#### [Problem to work on]
Please locate each line in the listing below that contains the word "floor" and copy it out. Case counts.

#### [Information provided]
━━━━━━━━

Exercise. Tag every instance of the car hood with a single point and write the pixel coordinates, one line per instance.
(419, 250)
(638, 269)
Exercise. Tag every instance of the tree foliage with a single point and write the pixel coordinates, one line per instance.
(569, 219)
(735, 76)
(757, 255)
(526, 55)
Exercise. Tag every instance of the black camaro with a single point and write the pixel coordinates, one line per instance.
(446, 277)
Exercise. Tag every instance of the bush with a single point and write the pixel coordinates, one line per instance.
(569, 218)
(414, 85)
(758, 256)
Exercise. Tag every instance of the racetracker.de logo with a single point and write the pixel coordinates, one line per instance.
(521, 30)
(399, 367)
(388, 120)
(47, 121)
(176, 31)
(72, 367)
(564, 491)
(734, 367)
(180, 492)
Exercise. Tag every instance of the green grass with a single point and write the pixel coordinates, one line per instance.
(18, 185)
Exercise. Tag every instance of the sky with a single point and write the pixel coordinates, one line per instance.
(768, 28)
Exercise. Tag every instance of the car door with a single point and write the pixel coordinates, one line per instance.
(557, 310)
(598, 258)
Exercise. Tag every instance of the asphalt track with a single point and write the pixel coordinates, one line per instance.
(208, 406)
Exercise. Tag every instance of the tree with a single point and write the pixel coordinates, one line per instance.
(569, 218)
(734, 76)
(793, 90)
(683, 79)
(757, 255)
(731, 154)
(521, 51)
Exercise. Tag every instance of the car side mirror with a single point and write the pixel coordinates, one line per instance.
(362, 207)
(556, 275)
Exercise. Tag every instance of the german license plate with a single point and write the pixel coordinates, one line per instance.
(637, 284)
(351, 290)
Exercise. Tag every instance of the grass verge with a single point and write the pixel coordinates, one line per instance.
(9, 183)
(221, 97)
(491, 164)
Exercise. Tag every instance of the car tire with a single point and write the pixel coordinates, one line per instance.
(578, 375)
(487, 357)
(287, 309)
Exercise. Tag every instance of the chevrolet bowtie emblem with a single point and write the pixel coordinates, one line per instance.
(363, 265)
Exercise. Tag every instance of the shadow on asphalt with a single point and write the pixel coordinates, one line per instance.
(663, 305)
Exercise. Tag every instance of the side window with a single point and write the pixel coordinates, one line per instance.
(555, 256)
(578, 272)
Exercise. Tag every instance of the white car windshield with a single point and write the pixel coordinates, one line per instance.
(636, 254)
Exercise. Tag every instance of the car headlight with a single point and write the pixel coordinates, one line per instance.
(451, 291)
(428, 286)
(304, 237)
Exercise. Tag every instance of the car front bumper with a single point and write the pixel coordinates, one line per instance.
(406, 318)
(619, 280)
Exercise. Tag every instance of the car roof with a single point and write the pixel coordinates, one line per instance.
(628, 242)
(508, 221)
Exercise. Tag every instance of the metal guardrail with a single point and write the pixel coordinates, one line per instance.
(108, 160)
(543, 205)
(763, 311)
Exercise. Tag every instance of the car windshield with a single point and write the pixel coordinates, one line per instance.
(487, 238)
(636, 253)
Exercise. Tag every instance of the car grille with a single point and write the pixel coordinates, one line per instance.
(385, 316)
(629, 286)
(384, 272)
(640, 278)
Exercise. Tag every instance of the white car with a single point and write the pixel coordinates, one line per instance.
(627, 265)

━━━━━━━━

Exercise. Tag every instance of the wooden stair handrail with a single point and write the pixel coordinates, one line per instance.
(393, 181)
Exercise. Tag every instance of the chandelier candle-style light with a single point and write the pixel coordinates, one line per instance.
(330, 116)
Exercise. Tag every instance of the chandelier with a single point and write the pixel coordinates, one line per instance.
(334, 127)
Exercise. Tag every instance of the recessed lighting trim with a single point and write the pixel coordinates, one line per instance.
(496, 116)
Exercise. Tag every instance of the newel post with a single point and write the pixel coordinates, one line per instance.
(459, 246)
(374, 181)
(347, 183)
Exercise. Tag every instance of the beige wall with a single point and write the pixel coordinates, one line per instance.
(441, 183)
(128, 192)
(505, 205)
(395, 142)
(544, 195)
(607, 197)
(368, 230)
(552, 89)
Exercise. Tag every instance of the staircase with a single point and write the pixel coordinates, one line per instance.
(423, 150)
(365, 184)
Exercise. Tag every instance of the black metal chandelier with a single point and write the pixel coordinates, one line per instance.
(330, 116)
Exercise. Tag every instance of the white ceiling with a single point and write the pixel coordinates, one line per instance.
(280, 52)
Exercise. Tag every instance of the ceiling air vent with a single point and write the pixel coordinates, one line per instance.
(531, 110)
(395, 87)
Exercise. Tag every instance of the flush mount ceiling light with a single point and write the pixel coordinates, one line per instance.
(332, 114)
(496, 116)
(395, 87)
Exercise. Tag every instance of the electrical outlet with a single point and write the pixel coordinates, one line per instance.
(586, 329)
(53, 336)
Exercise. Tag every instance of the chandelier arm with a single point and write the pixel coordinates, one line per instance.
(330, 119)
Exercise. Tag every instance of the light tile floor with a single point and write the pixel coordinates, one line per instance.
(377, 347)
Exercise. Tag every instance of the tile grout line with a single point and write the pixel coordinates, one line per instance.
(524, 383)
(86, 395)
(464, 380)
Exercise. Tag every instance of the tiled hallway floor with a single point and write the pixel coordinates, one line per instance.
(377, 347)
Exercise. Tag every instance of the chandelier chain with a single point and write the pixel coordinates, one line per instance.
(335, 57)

━━━━━━━━

#### [Solution to this task]
Exercise. Tag every instance of the light tile floor with a single point and write the pixel coordinates, one line per instance.
Exercise. Tag every instance of the tiled hallway floor with a single point and write the pixel coordinates, one line per instance.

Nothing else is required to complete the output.